>> Start

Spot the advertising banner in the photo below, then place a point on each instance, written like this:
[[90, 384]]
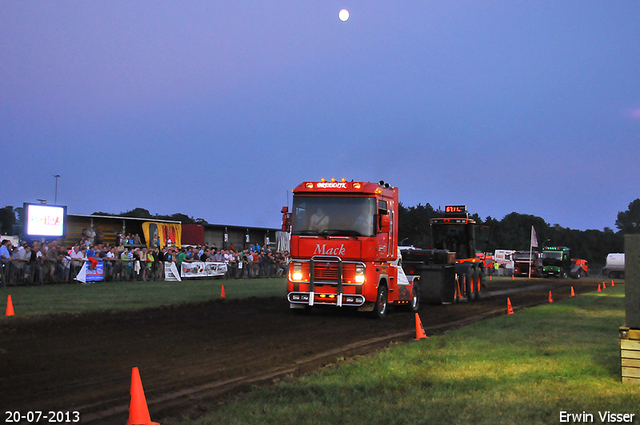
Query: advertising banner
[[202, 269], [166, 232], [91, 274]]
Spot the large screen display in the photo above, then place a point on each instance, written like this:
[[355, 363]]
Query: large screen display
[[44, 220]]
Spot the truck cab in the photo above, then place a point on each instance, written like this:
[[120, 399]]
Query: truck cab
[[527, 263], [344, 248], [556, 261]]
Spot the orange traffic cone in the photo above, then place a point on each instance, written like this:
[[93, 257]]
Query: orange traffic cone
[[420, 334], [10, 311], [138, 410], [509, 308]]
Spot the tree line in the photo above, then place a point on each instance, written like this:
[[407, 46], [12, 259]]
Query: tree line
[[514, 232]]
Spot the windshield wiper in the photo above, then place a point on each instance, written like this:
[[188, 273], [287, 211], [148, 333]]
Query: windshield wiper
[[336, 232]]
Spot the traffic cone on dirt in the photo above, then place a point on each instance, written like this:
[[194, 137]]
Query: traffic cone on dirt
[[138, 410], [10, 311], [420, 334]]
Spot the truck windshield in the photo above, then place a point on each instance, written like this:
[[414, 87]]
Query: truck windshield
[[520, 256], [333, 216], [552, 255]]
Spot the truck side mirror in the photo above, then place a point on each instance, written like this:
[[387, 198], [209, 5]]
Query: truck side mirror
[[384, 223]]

>> End

- [EXERCISE PROMPT] Please format the listing above as a numbered list with one line per item. Drop any blank lines and leave out the pictures.

- [COMPLETE ANSWER]
1. Spot the advertising banner in the photo below, then place a point on each instance, written like this:
2. [[90, 384]]
3. Query: advertising banner
4. [[202, 269], [166, 232], [91, 274]]
5. Spot the large screen display in the photo above, then place a point on each instance, written like this:
6. [[355, 363]]
7. Query: large screen display
8. [[44, 220]]
9. Spot the truck cab in the photo above, then place a point on each instance, written like this:
10. [[120, 399]]
11. Query: truck cab
12. [[527, 263], [344, 248], [556, 261]]
13. Spot the orange traffic cone in the photo above, then place a point on each instance, written like this:
14. [[93, 257]]
15. Query: orange traffic cone
16. [[420, 334], [10, 311], [138, 410], [509, 308]]
17. Spot the tree line in the photo above, then place a point on each instance, written like this:
18. [[407, 46], [12, 259]]
19. Query: tree line
20. [[514, 232]]
21. Spot the windshield wiper in the photo above, then place a point on each instance, written like this:
22. [[188, 273], [287, 211], [148, 333]]
23. Query: windshield wiper
24. [[336, 232]]
25. Spot the traffic cone on dirt in the photo above, then place a point on each instance, written like this:
26. [[194, 137]]
27. Query: traffic cone on dirt
28. [[138, 410], [10, 311], [420, 334]]
29. Spot the truck windshield in the photo above, then place a point on each instance, written like this:
30. [[414, 87]]
31. Query: truck windshield
32. [[520, 256], [333, 216], [552, 255]]
33. Spot the truck side mirror in the photo above, then place a point on each instance, written like this:
34. [[387, 198], [209, 5]]
35. Query: truck side mirror
36. [[384, 223]]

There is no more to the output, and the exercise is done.